Recorded data

— Start —

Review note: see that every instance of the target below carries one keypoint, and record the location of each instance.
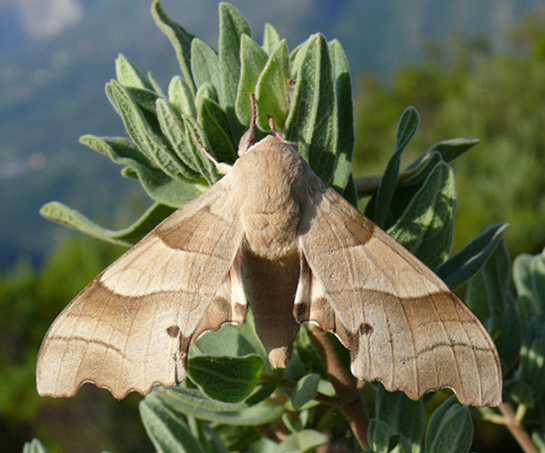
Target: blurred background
(472, 69)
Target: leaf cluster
(232, 399)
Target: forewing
(131, 327)
(402, 324)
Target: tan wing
(131, 327)
(402, 324)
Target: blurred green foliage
(466, 90)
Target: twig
(345, 385)
(516, 429)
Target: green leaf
(272, 91)
(212, 440)
(205, 65)
(173, 129)
(194, 402)
(227, 379)
(378, 435)
(426, 228)
(129, 75)
(488, 291)
(448, 149)
(232, 27)
(145, 99)
(399, 444)
(71, 218)
(156, 87)
(345, 116)
(312, 120)
(215, 124)
(252, 59)
(205, 167)
(529, 276)
(166, 429)
(302, 442)
(305, 391)
(402, 415)
(229, 341)
(450, 429)
(522, 393)
(34, 446)
(178, 37)
(270, 38)
(408, 125)
(181, 98)
(538, 438)
(468, 261)
(142, 133)
(532, 361)
(413, 179)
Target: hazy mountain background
(56, 55)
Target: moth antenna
(248, 139)
(274, 131)
(222, 168)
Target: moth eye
(173, 331)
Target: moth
(273, 234)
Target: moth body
(272, 183)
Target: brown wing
(131, 327)
(402, 324)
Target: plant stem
(345, 385)
(516, 429)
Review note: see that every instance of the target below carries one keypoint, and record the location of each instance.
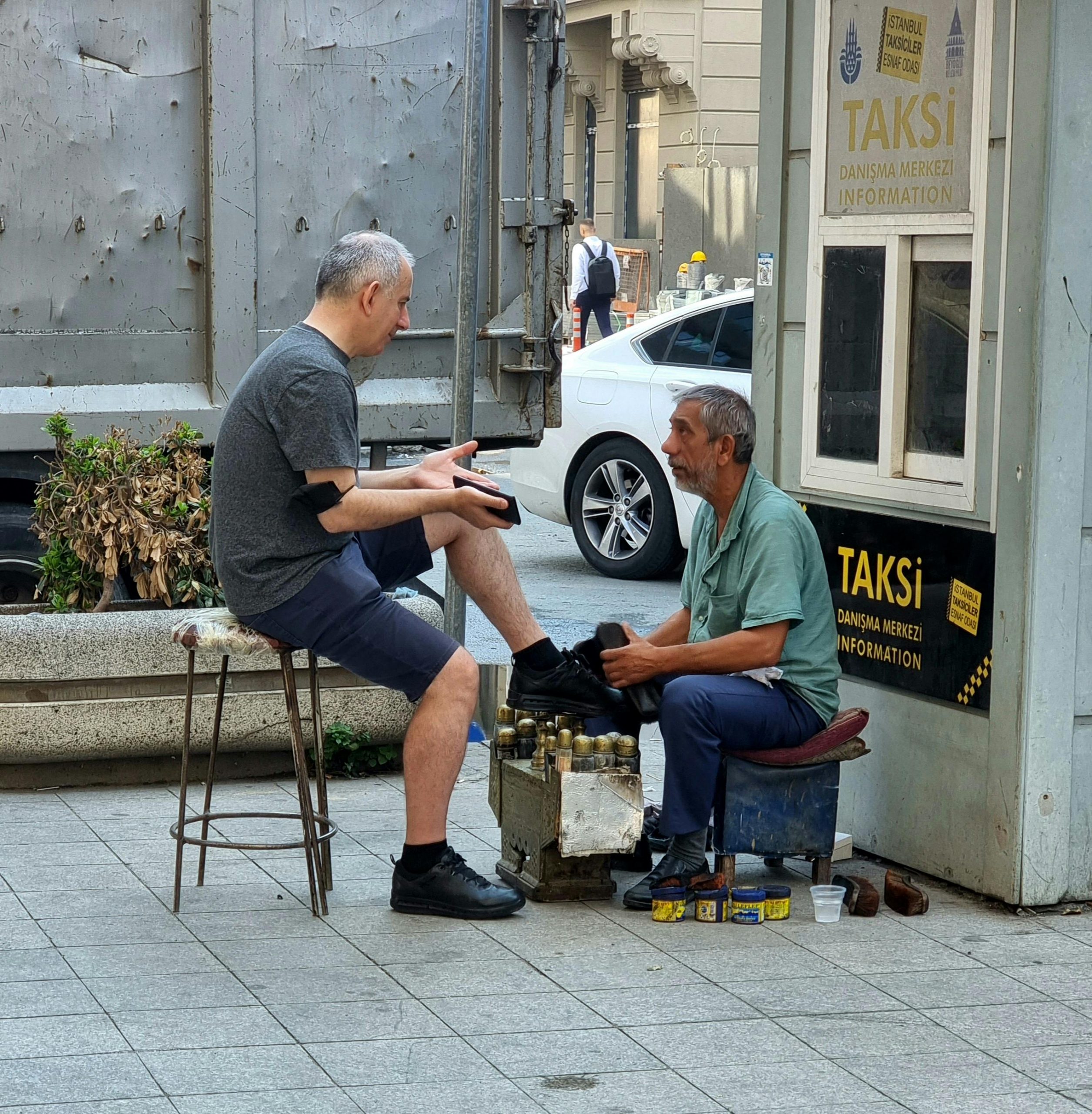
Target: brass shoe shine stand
(565, 804)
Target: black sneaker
(570, 689)
(640, 896)
(453, 889)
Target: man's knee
(684, 700)
(458, 681)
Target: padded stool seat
(219, 631)
(785, 802)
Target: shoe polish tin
(778, 903)
(669, 904)
(712, 906)
(748, 906)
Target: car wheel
(19, 553)
(622, 513)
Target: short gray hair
(725, 413)
(359, 259)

— End —

● **Exercise**
Return all the entries word for word, but omit any pictures they contain.

● **Response**
Review note: see that every instance of the target below carries one keypoint, and record the location of each instance.
Target: blurred background
(472, 69)
Target: leaf cluster
(232, 399)
Target: forewing
(131, 327)
(402, 324)
Target: tan wing
(131, 327)
(402, 324)
Target: blurred green foliage
(466, 90)
Target: twig
(345, 385)
(516, 429)
Target: green leaf
(272, 91)
(212, 440)
(205, 65)
(173, 129)
(194, 402)
(227, 379)
(378, 435)
(426, 228)
(129, 75)
(488, 291)
(448, 149)
(232, 27)
(145, 99)
(399, 444)
(71, 218)
(156, 87)
(345, 116)
(312, 120)
(215, 124)
(252, 59)
(205, 167)
(529, 276)
(166, 429)
(302, 442)
(305, 391)
(402, 415)
(229, 341)
(450, 429)
(522, 393)
(34, 446)
(178, 37)
(270, 38)
(408, 125)
(181, 98)
(538, 438)
(468, 261)
(142, 133)
(532, 361)
(413, 179)
Target: hazy mountain background
(56, 55)
Target: moth antenna
(248, 139)
(274, 131)
(222, 168)
Target: moth eye
(173, 331)
Target: moth
(273, 234)
Target: moth body
(272, 183)
Target: brown wing
(131, 327)
(402, 324)
Target: plant stem
(345, 385)
(516, 429)
Review note: see that every instance of the target below carries one keypoint, and record the location of each instance.
Target: brass shoe shine stand
(565, 804)
Target: black sneaker
(570, 689)
(640, 896)
(453, 889)
Target: man's knee
(684, 700)
(458, 681)
Target: padded stool seat
(219, 631)
(785, 802)
Target: shoe polish tin
(778, 903)
(669, 904)
(712, 906)
(748, 906)
Target: car wheel
(19, 553)
(622, 513)
Target: short gray hair
(725, 413)
(359, 259)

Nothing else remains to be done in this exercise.